TEXTO FUENTE

▼▼▼

María Gómez. El viento. Retirarse es lo primero

Galería Marta Cervera. Valencia, 28. Madrid. De 1.200 a 18.000 euros. Hasta el 5 de junio

Nos espera un renacimiento. Los artistas han estado recluidos trabajando, sin las distracciones habituales de proyectos cruzados y su obligada presencia en las antes incesantes citas en el medio artístico. Esta exposición de María Gómez (Salamanca, 1953) en la galería Marta Cervera es una de las primeras resultado del confinamiento, con una producción que quedará entre los mejores documentos de cómo nos cambió la pandemia.

Me refiero al tipo de documento como materia prima con que trabajan arqueólogos e historiadores antes de la llegada de los medios de reproducción técnica y que a menudo encontramos en museos como prueba testimonial de experiencias pretéritas, talismanes del enigma que siguen reclamando interpretación. Es chocante encontrar un documento así producido en nuestra propia época y para el que ahora mismo tenemos todas las claves frescas de lo vivido. Entre estas imágenes hay talismanes, y nunca la pintura simbólica y enigmática de María Gómez había sido tan transparente.

Es una auténtica fortuna que María Gómez siguiera haciendo su trabajo, fiel a su paleta, tempo e iconografía

Porque lo que hemos vivido y nos ha cambiado no puede expresarse con fotografías de aplausos en los balcones, pronto olvidados. En esta exposición, me parecen tanto más significativos los retratos improvisados de amigos sobre hojas de viejas guías telefónicas, con todo lo que les echábamos de menos y lo que necesitábamos compartir bromas y zozobras. Y sobre todo, las pinturas, algunas en gran formato, que muestran lo que ocurría en nuestra vida interior. Testimonios de la iluminación, en la vuelta a horas y días de lectura continua; y de la esperanza y la alegría en las visitas entre amigas y vecinas. Es un hallazgo que María Gómez haya retomado la vieja iconografía religiosa de la Visitación (de María a Marta), que es una de las pocas en nuestra historia del arte que muestra la sororidad. Aunque no es de extrañar en una pintora con un amplio bagaje mediterráneo, de Piero de la Francesca a Balthus. Su narrativa hierática tiene todo el sentido aquí, para expresar el tiempo detenido de la pandemia. También la presencia de guías espirituales que, a través de su conocimiento del pensamiento sufí, Gómez ha venido acumulando desde hace décadas.

▲▲▲

TAREA PROPUESTA
Según el texto sobre la exposición de María Gómez, ¿qué iconografía religiosa ha retomado la pintora?

DATOS ALMACENADOS

▼▼▼

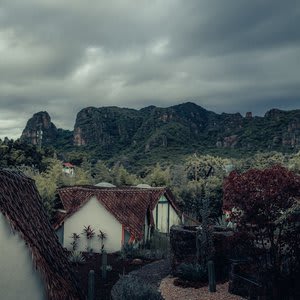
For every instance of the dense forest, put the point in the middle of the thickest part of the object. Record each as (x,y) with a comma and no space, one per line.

▲▲▲

RESPUESTA ESPERADA
La de la Visitación (de María a Marta).